------ MATERIAL PROVIDED ------

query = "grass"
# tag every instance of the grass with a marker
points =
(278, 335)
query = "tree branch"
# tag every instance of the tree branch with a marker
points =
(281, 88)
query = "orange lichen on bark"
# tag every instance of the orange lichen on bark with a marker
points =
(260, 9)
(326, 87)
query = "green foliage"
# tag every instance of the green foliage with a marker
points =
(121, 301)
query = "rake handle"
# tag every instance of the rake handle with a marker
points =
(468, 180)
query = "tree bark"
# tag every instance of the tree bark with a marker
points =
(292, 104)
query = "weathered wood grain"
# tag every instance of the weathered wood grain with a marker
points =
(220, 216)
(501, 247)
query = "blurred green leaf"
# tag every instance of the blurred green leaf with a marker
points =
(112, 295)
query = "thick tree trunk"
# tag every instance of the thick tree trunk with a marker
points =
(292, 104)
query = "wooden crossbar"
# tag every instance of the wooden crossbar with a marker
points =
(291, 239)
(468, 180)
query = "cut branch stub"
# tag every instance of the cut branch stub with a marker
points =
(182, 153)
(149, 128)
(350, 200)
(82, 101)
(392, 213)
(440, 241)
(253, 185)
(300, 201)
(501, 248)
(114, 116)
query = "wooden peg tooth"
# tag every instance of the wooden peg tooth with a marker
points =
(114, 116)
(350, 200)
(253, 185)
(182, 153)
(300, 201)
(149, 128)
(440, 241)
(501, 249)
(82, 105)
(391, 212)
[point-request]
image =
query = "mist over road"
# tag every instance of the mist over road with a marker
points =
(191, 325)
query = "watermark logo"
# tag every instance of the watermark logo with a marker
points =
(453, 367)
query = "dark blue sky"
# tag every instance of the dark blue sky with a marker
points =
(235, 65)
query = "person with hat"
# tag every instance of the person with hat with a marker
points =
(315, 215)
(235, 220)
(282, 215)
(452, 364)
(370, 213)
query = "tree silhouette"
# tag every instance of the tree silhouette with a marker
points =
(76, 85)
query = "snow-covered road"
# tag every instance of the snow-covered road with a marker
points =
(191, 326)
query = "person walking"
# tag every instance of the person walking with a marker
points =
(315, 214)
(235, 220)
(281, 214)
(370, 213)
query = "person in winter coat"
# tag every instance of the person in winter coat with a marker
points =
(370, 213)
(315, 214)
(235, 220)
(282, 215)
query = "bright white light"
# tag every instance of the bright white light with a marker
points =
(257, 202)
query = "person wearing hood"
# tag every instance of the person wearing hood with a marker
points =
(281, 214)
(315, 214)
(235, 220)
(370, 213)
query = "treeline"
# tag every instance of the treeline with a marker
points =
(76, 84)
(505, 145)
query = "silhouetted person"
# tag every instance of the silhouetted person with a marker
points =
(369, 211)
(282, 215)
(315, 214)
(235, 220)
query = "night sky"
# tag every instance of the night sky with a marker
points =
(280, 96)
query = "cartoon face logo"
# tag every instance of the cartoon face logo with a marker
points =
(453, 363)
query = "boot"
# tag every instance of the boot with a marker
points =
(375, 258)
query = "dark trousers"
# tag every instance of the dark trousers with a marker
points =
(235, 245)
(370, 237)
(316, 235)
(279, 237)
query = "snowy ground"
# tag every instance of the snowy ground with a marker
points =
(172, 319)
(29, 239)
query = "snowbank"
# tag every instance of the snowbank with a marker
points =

------

— CHALLENGE —
Every line above should be printed again exactly as it stands.

— THE REPLY —
query = "grass"
# tag every instance of the grass with a marker
points =
(278, 335)
query = "tree branch"
# tag every instance of the tree branch with a marker
points =
(281, 88)
query = "orange lichen on bark"
# tag every instance of the orange lichen on bark with a marker
points =
(260, 9)
(326, 87)
query = "green foliage"
# tag every instance of the green foliage with a marker
points =
(121, 301)
query = "rake handle"
# tag every instance of the rake handle with a marker
points =
(468, 180)
query = "tree bark"
# tag every instance of the tree bark with a marker
points =
(292, 104)
query = "weathered wood grain"
# tag every instance of the weathered wood grain with a marker
points =
(220, 216)
(501, 247)
query = "blurred green leaf"
# tag every instance of the blurred green leaf with a marker
points =
(112, 295)
query = "thick tree trunk"
# tag every instance of the thick tree trunk with a marker
points =
(292, 104)
query = "wooden crossbar"
# tag every instance of the wooden crossbar with a marker
points =
(291, 239)
(468, 180)
query = "cut branch stub"
# tag every instance of the cut branch stub with a marker
points =
(182, 153)
(149, 128)
(350, 200)
(82, 101)
(392, 213)
(440, 241)
(253, 185)
(300, 201)
(501, 248)
(114, 116)
query = "wooden peg tooth"
# tag every instance of the wooden peg tooth with a marker
points =
(114, 116)
(350, 200)
(253, 185)
(182, 153)
(300, 201)
(149, 128)
(440, 241)
(501, 249)
(82, 105)
(391, 212)
[point-request]
image =
query = "mist over road"
# tag every instance of the mist over road with a marker
points =
(191, 325)
query = "watermark logo"
# tag every instance of the watermark logo with a marker
points =
(453, 367)
query = "dark blue sky"
# tag every instance of the dark blue sky with a marker
points =
(235, 65)
query = "person with hat"
# tag every instance of the person with hat with a marker
points =
(315, 215)
(235, 220)
(282, 215)
(452, 364)
(370, 213)
query = "tree silhouette"
# tag every instance of the tree silhouette with a marker
points =
(76, 85)
query = "snow-covered road"
# tag every instance of the snow-covered road with a marker
points =
(191, 326)
query = "person walking"
# tag every instance of the person walking with a marker
points =
(315, 214)
(235, 220)
(281, 214)
(370, 213)
query = "person in winter coat"
# tag every instance of the person in winter coat with a marker
points =
(370, 213)
(315, 214)
(235, 220)
(282, 215)
query = "bright white light"
# tag every instance of the bright white light with a marker
points =
(257, 202)
query = "person wearing hood"
# tag every instance of the person wearing hood with a marker
points =
(281, 214)
(315, 214)
(235, 220)
(370, 213)
query = "treeline"
# tag every instance of the treeline with a marker
points =
(76, 84)
(505, 145)
query = "silhouetted person"
# tag every instance of the silhouetted person with a marker
points =
(369, 211)
(282, 215)
(315, 214)
(235, 220)
query = "night sky"
# tag every instance of the night sky with a marker
points =
(280, 96)
query = "cartoon face logo"
# tag every instance of the cartoon face logo with a marker
points =
(453, 363)
query = "boot"
# tag every instance of the boot with a marker
points =
(375, 258)
query = "dark trousers"
# tag every instance of the dark trousers with a marker
points =
(235, 245)
(370, 237)
(316, 235)
(279, 237)
query = "snowy ground"
# tag every instance of the snowy ground with a marker
points =
(172, 319)
(29, 239)
query = "snowbank"
# tag every instance of the snowbank with a marker
points =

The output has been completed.